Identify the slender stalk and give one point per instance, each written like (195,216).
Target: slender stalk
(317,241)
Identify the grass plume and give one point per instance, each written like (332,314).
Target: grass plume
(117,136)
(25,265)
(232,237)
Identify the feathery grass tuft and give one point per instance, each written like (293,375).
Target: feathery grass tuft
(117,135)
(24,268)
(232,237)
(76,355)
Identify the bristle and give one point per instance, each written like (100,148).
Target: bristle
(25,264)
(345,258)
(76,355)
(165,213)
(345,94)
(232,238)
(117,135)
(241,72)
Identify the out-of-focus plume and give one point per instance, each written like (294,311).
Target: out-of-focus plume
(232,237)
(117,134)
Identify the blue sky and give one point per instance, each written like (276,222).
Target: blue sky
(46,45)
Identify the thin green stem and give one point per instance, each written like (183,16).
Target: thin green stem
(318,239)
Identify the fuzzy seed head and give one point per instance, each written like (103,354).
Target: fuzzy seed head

==

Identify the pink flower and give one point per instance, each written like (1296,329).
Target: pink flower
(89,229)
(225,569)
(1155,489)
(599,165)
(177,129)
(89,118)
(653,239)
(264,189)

--

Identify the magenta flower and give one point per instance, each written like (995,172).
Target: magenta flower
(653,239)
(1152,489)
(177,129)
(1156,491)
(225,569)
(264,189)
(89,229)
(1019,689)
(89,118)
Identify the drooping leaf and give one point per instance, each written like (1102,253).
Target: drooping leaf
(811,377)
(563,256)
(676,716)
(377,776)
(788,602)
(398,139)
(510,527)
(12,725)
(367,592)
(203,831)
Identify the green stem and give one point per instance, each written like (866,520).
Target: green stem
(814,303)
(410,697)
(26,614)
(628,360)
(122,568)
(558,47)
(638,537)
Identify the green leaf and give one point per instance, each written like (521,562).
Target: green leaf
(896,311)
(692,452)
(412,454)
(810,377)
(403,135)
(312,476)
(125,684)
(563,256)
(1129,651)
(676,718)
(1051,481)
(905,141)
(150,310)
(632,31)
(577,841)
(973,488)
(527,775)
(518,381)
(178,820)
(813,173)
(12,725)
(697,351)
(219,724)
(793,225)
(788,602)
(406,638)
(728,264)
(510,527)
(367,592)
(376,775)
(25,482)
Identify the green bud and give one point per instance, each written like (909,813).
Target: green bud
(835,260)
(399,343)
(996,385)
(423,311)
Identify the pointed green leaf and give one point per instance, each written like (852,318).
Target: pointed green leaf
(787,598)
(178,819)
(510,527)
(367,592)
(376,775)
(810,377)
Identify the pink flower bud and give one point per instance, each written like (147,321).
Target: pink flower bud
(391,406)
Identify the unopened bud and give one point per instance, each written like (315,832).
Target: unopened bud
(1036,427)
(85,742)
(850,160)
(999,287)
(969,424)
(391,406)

Task to complete: Wherever the string "head" turns up in the material, copy the whole line.

Output of the task:
Identify the fuzzy seed head and give one point per instance, each written like (103,354).
Target: fuzzy seed head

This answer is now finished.